------ SELECTED EXCERPT ------

Solved: Re: Line chart comparing yesterday's result with t...

dcroteau · ‎05-19-2010

I was intrigued by a chart that I saw the other day in an App. The App had a dashboard that compared last weeks results vs this weeks results on the same chart. Unfortunately, I did not see the search behind the scenes.

I am looking for a week over week and day over day chart comparing stock trade volume from the previous day or week with today's or this week.

What would a search look like? Again the end goal for me is to have a line chart with 2 lines 1 with this yesterdays volume and 1 with todays volume.

carasso · ‎12-06-2013

Comparing week-over-week results used to a pain in Splunk, with complex date calculations. No more. Now there is a better way.

I wrote a convenient search command called "timewrap" that does it all, for arbitrary time periods.

... | timechart count span=1h | timewrap d

That's it!

http://apps.splunk.com/app/1645/

View solution in original post

carasso · ‎12-06-2013

Comparing week-over-week results used to a pain in Splunk, with complex date calculations. No more. Now there is a better way.

I wrote a convenient search command called "timewrap" that does it all, for arbitrary time periods.

... | timechart count span=1h | timewrap d

That's it!

http://apps.splunk.com/app/1645/

joelshprentz · ‎10-26-2010

The answers to this question helped me plot the hourly averages of some value for each of the past four weeks.

Most previous answers suggested if/then logic based on the time of each event. With four weeks to distinguish, I chose a more direct calculation of the week number (1, 2, 3, or 4):

eval week = floor(5 - (relative_time(now(), "@w") - relative_time(_time, "@w")) / 604800)

That large divisor is the number of seconds in a week.

The complete search satisfied a few other requests:

Ignore activity on weekends.
Label the lines with the week number and the Monday to Friday date range.
Label the hours 00 through 23.
Also plot the overall averages.

Preparing the labels required more work than computing the averages:

... earliest=-4w@w latest=@w NOT date_wday="saturday" NOT date_wday="sunday" |
eval week = floor(5 - (relative_time(now(), "@w") - relative_time(_time, "@w")) / 604800) |
eval weekstart = relative_time(_time, "@w") + 86400 |
eval weekend = weekstart + 345600 |
convert timeformat="%m/%d" ctime(weekstart) ctime(weekend) |
eval weekname = "Overall Average;Week " + week + ": " + weekstart + "-" + weekend |
eval hour_gmt = substr("0" + tostring(date_hour), -2) |
makemv weekname delim=";" |
chart avg(Value) over hour_gmt by weekname

This search yielded results like these (only the first four columns are shown here):

hour_gmt   Overall Averages   Week 1: 09/27-10/01   Week 2: 10/04-10/08
   00             123                 110                   131
   01             144                 125                   163
   02             135                 133                   173

Many thanks to those who posted answers and comments. With your examples as a guide, I was able to develop this report in a short time.

------

WHAT TO PRODUCE. In the forum thread on week-over-week charts, condense the paragraph beginning "I was intrigued by a chart" into one shorter sentence that keeps its main facts.

------ EXTRACTED DATA ------

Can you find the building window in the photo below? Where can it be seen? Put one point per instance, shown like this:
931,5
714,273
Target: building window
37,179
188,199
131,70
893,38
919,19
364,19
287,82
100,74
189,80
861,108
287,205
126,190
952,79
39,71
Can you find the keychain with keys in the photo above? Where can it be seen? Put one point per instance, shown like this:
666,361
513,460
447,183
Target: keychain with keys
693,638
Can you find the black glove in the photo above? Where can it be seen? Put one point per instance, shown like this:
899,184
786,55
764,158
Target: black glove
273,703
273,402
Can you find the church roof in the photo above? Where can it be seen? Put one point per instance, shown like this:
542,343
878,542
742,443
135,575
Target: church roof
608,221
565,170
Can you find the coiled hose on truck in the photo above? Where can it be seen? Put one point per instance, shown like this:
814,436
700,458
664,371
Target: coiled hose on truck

------

ANSWER TO THE TASK. A dashboard in an App I saw the other day compared last week's and this week's results on the same chart, but I did not see the search behind it.